STORED DATA >>
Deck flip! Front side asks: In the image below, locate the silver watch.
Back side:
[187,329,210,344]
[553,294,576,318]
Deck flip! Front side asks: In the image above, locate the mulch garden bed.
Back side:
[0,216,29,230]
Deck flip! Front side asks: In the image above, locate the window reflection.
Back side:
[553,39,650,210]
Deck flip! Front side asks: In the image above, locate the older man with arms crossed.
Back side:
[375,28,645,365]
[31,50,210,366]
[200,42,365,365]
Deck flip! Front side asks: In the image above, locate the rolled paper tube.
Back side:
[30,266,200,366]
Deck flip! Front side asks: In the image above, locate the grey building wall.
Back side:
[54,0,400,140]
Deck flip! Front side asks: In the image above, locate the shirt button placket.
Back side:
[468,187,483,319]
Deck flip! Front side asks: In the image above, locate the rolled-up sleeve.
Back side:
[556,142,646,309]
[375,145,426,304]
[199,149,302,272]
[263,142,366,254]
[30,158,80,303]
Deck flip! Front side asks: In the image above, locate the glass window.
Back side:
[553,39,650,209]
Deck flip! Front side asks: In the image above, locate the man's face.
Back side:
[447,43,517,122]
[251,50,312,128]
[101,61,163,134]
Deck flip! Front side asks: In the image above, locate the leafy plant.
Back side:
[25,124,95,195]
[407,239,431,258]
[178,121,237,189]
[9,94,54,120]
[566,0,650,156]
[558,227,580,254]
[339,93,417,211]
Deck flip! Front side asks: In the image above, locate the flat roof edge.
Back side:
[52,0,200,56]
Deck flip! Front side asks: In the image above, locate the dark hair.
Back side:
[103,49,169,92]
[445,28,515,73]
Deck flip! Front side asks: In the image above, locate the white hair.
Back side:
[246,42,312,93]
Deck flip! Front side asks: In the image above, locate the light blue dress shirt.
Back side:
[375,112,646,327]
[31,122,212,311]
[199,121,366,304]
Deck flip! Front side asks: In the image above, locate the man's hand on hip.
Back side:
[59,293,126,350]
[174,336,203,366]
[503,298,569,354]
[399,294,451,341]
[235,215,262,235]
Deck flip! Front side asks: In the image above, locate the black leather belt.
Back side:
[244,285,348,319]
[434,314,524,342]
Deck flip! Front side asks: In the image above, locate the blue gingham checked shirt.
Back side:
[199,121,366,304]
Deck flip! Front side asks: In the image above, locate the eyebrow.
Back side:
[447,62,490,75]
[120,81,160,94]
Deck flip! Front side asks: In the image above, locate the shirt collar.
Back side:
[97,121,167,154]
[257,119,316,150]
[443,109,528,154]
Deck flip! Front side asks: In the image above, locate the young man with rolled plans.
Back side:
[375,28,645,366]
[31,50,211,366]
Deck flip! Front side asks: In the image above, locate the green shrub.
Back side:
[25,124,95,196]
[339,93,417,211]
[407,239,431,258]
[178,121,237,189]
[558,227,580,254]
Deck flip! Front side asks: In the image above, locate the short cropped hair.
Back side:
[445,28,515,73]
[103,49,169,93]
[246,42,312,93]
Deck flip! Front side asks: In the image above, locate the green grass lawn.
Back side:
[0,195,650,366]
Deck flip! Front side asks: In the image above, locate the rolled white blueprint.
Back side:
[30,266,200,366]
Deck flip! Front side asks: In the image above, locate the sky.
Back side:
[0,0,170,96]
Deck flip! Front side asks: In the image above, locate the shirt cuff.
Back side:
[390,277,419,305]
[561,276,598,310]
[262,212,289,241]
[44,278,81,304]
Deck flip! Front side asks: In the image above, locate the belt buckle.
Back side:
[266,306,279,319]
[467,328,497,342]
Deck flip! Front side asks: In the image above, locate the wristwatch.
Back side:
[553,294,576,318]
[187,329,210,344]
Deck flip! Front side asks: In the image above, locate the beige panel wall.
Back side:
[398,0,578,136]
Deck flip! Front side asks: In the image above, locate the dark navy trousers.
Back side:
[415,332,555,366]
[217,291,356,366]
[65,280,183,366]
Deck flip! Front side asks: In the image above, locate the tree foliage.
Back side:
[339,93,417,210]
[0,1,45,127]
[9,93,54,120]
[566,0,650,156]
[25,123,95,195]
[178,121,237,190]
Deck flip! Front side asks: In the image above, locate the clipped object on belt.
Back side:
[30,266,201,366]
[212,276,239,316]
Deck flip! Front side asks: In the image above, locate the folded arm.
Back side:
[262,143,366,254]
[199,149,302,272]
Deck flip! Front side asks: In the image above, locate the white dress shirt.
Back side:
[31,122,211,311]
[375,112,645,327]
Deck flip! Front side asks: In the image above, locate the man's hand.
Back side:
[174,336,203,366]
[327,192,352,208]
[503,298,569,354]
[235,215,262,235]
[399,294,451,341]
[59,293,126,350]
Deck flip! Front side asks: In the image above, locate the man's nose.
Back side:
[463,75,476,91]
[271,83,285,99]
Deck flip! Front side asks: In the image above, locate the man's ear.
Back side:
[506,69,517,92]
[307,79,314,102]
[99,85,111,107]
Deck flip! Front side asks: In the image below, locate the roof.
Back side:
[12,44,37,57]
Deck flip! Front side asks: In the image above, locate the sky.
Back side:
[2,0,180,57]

TASK >> Rename "Back side" to "Reverse side" everywhere it occurs in the material above. Reproduce all of the material with every other word left unchanged.

RESULT OF THE TASK >>
Deck flip! Front side asks: In the image below, locate the silver watch.
Reverse side:
[187,329,210,344]
[553,294,576,318]
Deck flip! Front side asks: In the image above, locate the mulch garden bed.
Reverse side:
[0,216,29,230]
Deck flip! Front side asks: In the image above, locate the window reflection.
Reverse side:
[553,39,650,210]
Deck flip! Front side asks: In the image above, locate the older man with arms crossed.
Reverse side:
[375,28,645,365]
[31,50,210,366]
[200,42,365,365]
Deck flip! Front side asks: In the image above, locate the rolled paper tube.
Reverse side:
[30,266,200,366]
Deck flip! Front side asks: In the image above, locate the grey building wall.
Reverse side:
[54,0,400,140]
Deck flip! Front side asks: In the image above, locate the shirt button placket.
Reverse side:
[468,187,483,319]
Deck flip! Front side asks: In the image above, locate the rolled-up sleeve.
Reverse side:
[556,142,646,309]
[375,145,426,304]
[199,149,302,272]
[263,142,366,254]
[30,158,80,303]
Deck flip! Front side asks: In the image above, locate the glass window.
Reverse side:
[553,39,650,209]
Deck flip! Front side asks: In the image above, locate the man's face.
Reverse side:
[447,43,517,122]
[251,50,312,128]
[101,61,163,134]
Deck flip! Front side asks: In the image above, locate the leafy plant.
Reverse side:
[25,124,95,195]
[407,239,431,258]
[178,121,237,189]
[9,94,54,120]
[566,0,650,156]
[558,227,580,254]
[339,93,417,211]
Deck flip! Front side asks: In the image above, locate the flat roof edge.
Reverse side:
[52,0,200,56]
Deck flip! Front side asks: In the image above, locate the dark hair.
Reverse side:
[103,49,169,92]
[445,28,515,73]
Deck flip! Front side asks: In the image above, locate the white hair.
Reverse side:
[246,42,312,93]
Deck flip! Front side asks: In the image above, locate the light blue dress shirt.
Reverse side:
[375,112,646,327]
[31,122,212,311]
[199,121,366,304]
Deck flip! Front side asks: In the image above, locate the man's hand on hip.
Reverse side:
[59,293,126,350]
[174,336,203,366]
[503,298,569,354]
[399,294,451,341]
[235,215,262,235]
Deck flip! Front side asks: In the image above, locate the black leather belt.
Reverse side:
[244,285,348,319]
[434,314,524,342]
Deck flip! Front side asks: In the image above, locate the blue gingham checked shirt.
Reverse side:
[199,121,366,304]
Deck flip! Front side asks: In the image above, locate the eyebrow.
Reverse side:
[447,62,490,75]
[120,81,160,94]
Deck flip! Front side asks: In the image above, locate the shirt collar.
Reverse side:
[97,121,167,154]
[257,119,316,150]
[443,109,528,154]
Deck flip! Front side asks: In the image above, locate the young man with rolled plans.
Reverse side:
[375,28,645,366]
[31,50,211,366]
Deck flip! Front side asks: In the image above, locate the green shrub.
Reverse side:
[25,124,95,196]
[339,93,417,211]
[407,239,431,258]
[178,121,237,189]
[558,227,580,254]
Deck flip! Front side asks: In the image above, locate the short cropped hair.
Reverse side:
[445,28,515,73]
[103,49,169,93]
[246,42,312,93]
Deck flip! Front side asks: In the image above, locate the green grass lawn.
Reverse side:
[0,195,650,366]
Deck flip! Front side asks: In the image above, locate the rolled white blueprint.
Reverse side:
[30,266,200,366]
Deck flip! Front side asks: In the image above, locate the sky.
Reverse side:
[0,0,170,96]
Deck flip! Front side asks: In the image above, locate the shirt cuff.
Reverse side:
[390,277,419,305]
[561,276,598,310]
[262,212,289,241]
[44,278,81,304]
Deck flip! Front side asks: In the image above, locate the belt buckle.
Reverse side:
[266,306,279,319]
[467,328,497,342]
Deck flip! Front side asks: In the image above, locate the wristwatch.
Reverse side:
[553,294,576,318]
[187,329,210,344]
Deck flip! Front side asks: In the image above, locate the beige panel wall.
Reverse side:
[398,0,578,136]
Deck flip! Front side asks: In the image above, locate the dark navy trousers.
Reverse side:
[415,332,555,366]
[217,291,356,366]
[65,280,183,366]
Deck flip! Front side asks: In the image above, locate the tree foliage.
Reverse side:
[339,93,417,210]
[0,1,45,127]
[9,93,54,120]
[566,0,650,156]
[25,123,95,195]
[178,121,237,190]
Deck flip! Front side asks: In the image above, locate the clipped object on belt.
Reverse side:
[30,266,201,366]
[212,276,239,316]
Deck flip! Front side asks: In the image above, locate the folded arm.
Reverse side:
[262,143,366,254]
[199,149,302,272]
Deck flip! Front side asks: In the image above, locate the white dress shirt.
Reverse side:
[31,122,211,311]
[375,112,645,327]
Deck flip! Front side asks: In the image above, locate the man's hand.
Reverse side:
[174,336,203,366]
[327,192,352,208]
[503,298,569,354]
[235,215,262,235]
[399,294,451,341]
[59,293,126,350]
Deck flip! Front side asks: In the image above, locate the man's nose.
Reverse side:
[463,75,476,91]
[271,83,285,99]
Deck flip! Front side asks: In the image above, locate the man's ear.
Reverse side:
[506,69,517,92]
[307,79,314,102]
[99,85,111,107]
Deck flip! Front side asks: In the image below, locate the roof.
Reverse side:
[12,44,37,57]
Deck flip! Front side asks: In the image above, locate the sky.
Reverse side:
[2,0,180,57]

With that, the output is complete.